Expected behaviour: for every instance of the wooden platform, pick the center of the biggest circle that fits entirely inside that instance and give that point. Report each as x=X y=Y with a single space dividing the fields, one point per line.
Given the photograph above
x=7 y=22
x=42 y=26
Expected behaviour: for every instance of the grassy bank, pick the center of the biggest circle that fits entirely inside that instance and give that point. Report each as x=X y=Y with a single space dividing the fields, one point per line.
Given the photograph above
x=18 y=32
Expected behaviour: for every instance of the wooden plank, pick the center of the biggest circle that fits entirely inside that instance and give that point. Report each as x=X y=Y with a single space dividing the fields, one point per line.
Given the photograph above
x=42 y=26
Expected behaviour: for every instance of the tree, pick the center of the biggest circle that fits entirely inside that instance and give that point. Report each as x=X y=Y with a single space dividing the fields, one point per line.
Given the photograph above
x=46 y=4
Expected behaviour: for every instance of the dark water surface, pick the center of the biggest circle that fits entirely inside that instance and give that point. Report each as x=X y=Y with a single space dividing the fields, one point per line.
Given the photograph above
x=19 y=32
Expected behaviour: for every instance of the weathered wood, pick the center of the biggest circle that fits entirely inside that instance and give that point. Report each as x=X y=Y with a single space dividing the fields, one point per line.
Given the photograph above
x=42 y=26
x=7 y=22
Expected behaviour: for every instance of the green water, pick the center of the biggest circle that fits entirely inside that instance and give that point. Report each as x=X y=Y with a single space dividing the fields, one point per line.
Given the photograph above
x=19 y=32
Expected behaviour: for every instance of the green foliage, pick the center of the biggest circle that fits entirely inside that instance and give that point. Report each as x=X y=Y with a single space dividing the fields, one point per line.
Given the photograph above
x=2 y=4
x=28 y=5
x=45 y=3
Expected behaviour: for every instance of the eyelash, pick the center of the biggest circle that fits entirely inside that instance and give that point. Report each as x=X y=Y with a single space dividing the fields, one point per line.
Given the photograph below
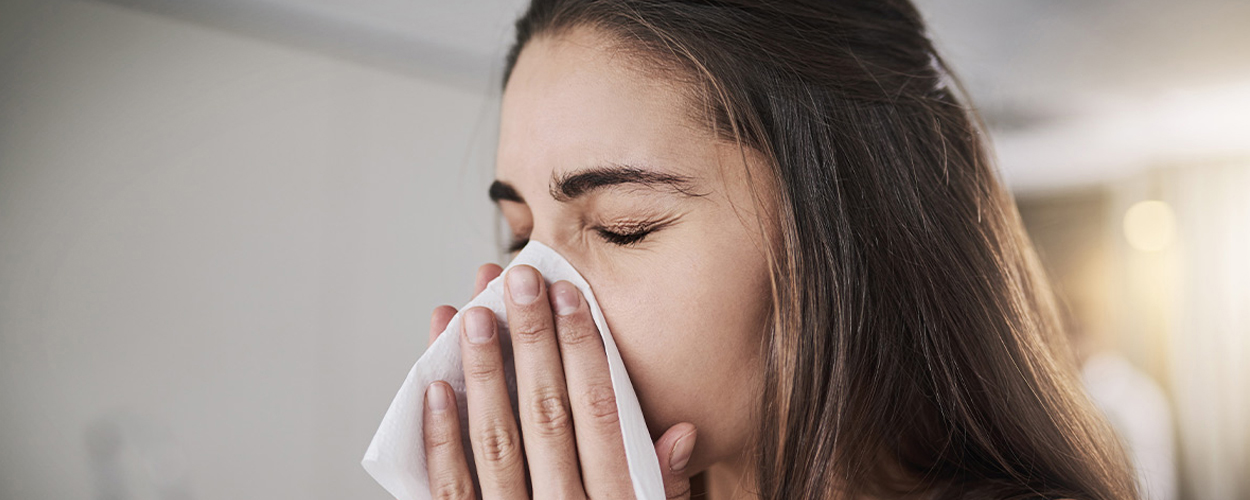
x=613 y=238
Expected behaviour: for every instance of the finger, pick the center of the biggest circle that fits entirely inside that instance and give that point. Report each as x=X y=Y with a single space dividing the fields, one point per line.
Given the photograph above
x=439 y=320
x=600 y=446
x=546 y=423
x=674 y=450
x=485 y=273
x=444 y=451
x=496 y=445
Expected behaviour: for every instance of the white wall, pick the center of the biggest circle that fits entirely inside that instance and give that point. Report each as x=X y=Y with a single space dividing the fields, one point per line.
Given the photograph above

........

- WHAT IS EXPECTED
Could you repeat word for word the material starting with the line containing "Expected behaviour: for every instance of the eyelash, pick" and going on through the line containing "x=496 y=445", leaving out the pictures?

- COMPLETED EXERCISE
Expected behaviour: for every instance of the eyelash, pick the center of the biggest circle that fits entirely inside that instance and give that point. Report each as x=X y=Y with a single space dividing the fields, one point per line.
Given the photograph below
x=613 y=238
Expected behaviour: for every instance of the finger, pick the center of the biggest circle that fits entirely inside that instance and give that point. Report each as x=X y=Y with a single space dividing the fields, one point per line.
Given the photograph above
x=439 y=320
x=600 y=446
x=546 y=423
x=674 y=450
x=485 y=273
x=444 y=451
x=496 y=445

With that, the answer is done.